A380s Head Home Following US Proving Flights

But They'll Be Back... As Soon As Sunday

They're now heading home... but judging by the crowds of fervent planewatchers and curious bystanders alike who clogged streets around New York's JFK International and Los Angeles International Airport this week to witness the arrival of 555-passenger, double-deck Airbus A380 on US shores, it's safe to say the massive airliner created quite a stir across the US this week.

As ANN reported, a Lufthansa A380 landed at JFK Monday morning, followed a short time later by a second A380's touchdown on the other side of the country, at LAX.

Despite the best efforts by Airbus to have both planes land simultaneously -- thus easing protests that LAX got gypped out of its original agreement with Airbus to host the first A380 landing -- the west coast plane touched down about 15 minutes after the JFK plane. Those holding patterns can be a pain.

Both aircraft were in the US for the first time for a series of route-proving exercises. First delivery of the A380 is slated for October 2007 to Singapore Airlines.

After a visit to Chicago to display the plane to interested customers at O'Hare, the fully-outfitted Lufthansa A380 departed JFK Wednesday evening. The plane will make a return visit to the US Sunday night, however. The LAX A380 -- a stripped-down test model lacking an interior -- departed the day before, bound for Toulouse, France.

### Directive 1
In the article on the A380 proving flights, which airline is scheduled to take the first A380 delivery, and when?
### Directive 2
Continue the article about the A380 proving flights from its last sentence.

### Listing
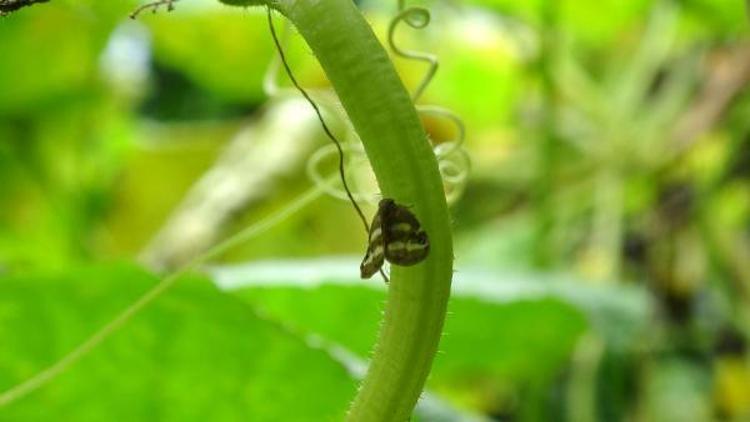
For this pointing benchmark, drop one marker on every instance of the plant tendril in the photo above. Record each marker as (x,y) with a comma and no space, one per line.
(453,160)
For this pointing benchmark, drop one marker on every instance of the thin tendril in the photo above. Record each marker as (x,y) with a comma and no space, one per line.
(451,156)
(416,17)
(327,130)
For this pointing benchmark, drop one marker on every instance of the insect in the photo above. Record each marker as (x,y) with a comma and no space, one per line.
(396,236)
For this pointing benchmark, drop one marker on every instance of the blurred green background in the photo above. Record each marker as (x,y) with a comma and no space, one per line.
(602,235)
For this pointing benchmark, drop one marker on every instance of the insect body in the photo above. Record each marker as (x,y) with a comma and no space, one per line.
(396,236)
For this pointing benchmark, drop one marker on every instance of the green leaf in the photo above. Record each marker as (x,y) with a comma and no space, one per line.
(194,354)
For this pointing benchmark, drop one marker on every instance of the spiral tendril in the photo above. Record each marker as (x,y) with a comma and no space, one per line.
(453,160)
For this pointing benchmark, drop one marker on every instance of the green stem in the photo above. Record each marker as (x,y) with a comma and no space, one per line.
(384,116)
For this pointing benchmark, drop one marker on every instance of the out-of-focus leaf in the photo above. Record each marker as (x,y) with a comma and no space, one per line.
(226,51)
(194,354)
(50,53)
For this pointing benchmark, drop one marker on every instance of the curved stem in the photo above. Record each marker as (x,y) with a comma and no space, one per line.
(384,116)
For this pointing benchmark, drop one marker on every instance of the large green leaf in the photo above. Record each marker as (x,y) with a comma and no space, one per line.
(194,354)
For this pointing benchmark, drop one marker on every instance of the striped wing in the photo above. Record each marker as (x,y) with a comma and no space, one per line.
(374,257)
(406,243)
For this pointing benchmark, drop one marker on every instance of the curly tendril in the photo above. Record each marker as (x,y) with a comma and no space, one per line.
(453,160)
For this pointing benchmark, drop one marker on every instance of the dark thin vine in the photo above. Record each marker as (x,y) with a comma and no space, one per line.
(326,129)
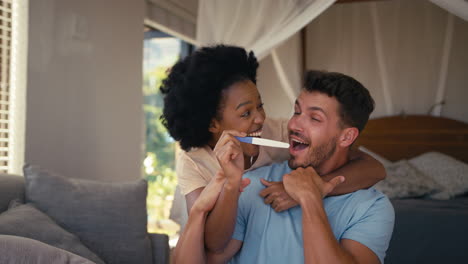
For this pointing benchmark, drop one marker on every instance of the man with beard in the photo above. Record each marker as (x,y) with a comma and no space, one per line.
(330,112)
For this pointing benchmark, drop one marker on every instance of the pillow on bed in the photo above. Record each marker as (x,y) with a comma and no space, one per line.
(376,156)
(448,172)
(405,181)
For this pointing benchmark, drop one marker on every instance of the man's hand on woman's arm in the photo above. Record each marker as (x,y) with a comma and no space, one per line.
(361,172)
(222,219)
(190,247)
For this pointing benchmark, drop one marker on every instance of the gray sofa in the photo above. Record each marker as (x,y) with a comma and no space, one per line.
(48,218)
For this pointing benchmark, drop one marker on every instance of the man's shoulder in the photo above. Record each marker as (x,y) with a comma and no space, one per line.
(273,172)
(370,201)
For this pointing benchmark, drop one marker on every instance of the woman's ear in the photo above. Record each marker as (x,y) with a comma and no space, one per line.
(214,126)
(348,136)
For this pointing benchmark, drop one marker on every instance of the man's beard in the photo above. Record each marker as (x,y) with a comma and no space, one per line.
(319,155)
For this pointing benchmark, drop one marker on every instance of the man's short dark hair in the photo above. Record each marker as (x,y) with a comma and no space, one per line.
(356,103)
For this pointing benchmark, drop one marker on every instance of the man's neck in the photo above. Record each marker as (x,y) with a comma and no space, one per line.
(337,160)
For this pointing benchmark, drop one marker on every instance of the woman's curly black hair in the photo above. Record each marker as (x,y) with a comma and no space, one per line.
(193,90)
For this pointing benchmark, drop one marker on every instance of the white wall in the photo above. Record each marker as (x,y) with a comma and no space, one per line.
(84,97)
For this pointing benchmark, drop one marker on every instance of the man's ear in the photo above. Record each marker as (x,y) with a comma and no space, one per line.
(214,126)
(348,136)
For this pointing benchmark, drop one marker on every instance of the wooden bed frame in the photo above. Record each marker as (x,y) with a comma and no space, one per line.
(404,137)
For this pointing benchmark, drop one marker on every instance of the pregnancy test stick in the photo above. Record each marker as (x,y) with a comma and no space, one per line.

### Result 1
Singapore Airlines, in October 2007.

### Result 2
On March 26, Washington Dulles International Airport will host a group of invited guests in a tour and demonstration flight of the Lufthansa A380 around the Washington area.

What Happened At LAX?

ANN received several emails from curious readers who watched video of the A380 land at LAX -- an arrival accompanied by prodigious white smoke from the 22 mainwheels, and a decided swerve to starboard as the nosewheel touched down. As best we've been able to ascertain, it appears the landing was not indicative of any problem with the superjumbo -- but rather simply a less-than-ideal landing by the Airbus test pilot at the controls, who perhaps had a bit too much right rudder in on touchdown.